┏━━

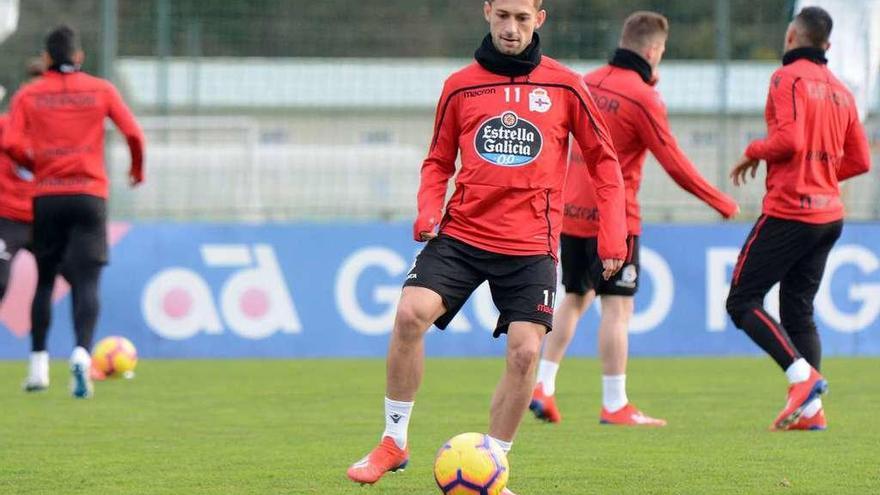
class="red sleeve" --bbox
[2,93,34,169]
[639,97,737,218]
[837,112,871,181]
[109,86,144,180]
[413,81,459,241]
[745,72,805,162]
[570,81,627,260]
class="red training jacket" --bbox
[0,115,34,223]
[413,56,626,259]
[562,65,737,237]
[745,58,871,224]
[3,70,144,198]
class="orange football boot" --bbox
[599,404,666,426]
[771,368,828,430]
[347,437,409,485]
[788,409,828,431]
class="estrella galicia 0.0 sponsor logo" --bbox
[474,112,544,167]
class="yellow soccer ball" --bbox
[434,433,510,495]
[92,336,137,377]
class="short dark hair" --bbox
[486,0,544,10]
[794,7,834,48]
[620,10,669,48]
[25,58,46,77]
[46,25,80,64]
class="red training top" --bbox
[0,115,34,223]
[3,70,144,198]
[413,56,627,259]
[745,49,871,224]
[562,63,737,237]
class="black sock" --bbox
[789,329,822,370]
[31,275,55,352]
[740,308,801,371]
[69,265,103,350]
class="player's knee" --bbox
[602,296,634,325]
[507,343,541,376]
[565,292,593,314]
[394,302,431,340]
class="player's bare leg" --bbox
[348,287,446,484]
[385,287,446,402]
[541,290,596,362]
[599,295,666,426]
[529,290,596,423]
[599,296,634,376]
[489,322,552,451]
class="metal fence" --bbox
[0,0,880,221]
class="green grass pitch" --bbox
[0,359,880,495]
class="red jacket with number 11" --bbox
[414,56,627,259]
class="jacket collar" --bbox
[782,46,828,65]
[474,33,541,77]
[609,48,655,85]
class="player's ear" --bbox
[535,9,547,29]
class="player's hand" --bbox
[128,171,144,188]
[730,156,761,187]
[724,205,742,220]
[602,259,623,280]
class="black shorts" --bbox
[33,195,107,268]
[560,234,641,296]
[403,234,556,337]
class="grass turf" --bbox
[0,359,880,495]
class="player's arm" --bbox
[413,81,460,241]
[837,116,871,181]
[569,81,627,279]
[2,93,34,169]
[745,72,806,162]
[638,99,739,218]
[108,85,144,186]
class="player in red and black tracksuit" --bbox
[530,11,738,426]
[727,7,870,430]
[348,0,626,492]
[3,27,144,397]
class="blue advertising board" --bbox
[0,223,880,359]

┗━━

Set exercise
Please extract every line of the entries above, character for character and in the same order, leaving out the pictures.

Answer for this exercise
class="red sleeve" --bbox
[2,93,34,169]
[639,97,737,218]
[837,112,871,181]
[109,86,144,180]
[413,81,459,241]
[745,72,805,162]
[570,81,627,260]
class="red training jacket" --bbox
[0,115,34,223]
[413,56,626,259]
[562,65,737,237]
[745,58,871,224]
[3,70,144,198]
class="orange football boot" --bbox
[599,404,666,426]
[771,368,828,430]
[347,437,409,485]
[788,409,828,431]
class="estrella galicia 0.0 sponsor logo" --bbox
[474,112,544,167]
class="yellow soccer ball" --bbox
[434,433,510,495]
[92,336,137,377]
class="short dark hair" --bbox
[486,0,544,10]
[794,7,834,48]
[620,10,669,48]
[25,58,46,77]
[46,25,80,64]
class="red training top" --bbox
[0,115,34,223]
[3,70,144,198]
[413,56,627,259]
[745,49,871,224]
[562,63,737,237]
class="black sock" --bbox
[789,329,822,370]
[31,275,55,352]
[740,308,801,371]
[69,265,103,350]
class="player's knee" --bbox
[602,296,634,325]
[507,343,541,376]
[565,292,593,314]
[394,302,431,340]
class="player's bare leg" --bbox
[348,287,446,484]
[385,287,446,402]
[541,290,596,362]
[599,295,666,426]
[529,290,596,423]
[599,296,634,376]
[489,322,552,451]
class="metal fence" --bbox
[0,0,880,221]
class="green grass pitch" --bbox
[0,359,880,495]
class="red jacket with number 11" --bbox
[414,56,627,259]
class="jacket collar" --bbox
[782,46,828,65]
[474,33,541,77]
[609,48,655,85]
class="player's ear" --bbox
[535,9,547,29]
class="player's hand" --bbox
[128,171,144,188]
[730,156,761,187]
[724,205,742,220]
[602,259,623,280]
class="black shorts" --bbox
[33,195,107,268]
[560,234,641,296]
[403,234,556,337]
class="grass turf" --bbox
[0,359,880,495]
class="player's arm" --bbox
[413,81,460,241]
[837,116,871,181]
[569,81,627,279]
[2,93,34,169]
[745,72,806,162]
[638,99,739,218]
[108,85,144,186]
class="player in red and black tracksuit" --bbox
[530,11,738,426]
[727,7,870,430]
[348,0,626,492]
[3,27,144,397]
class="blue advertising board" --bbox
[0,223,880,359]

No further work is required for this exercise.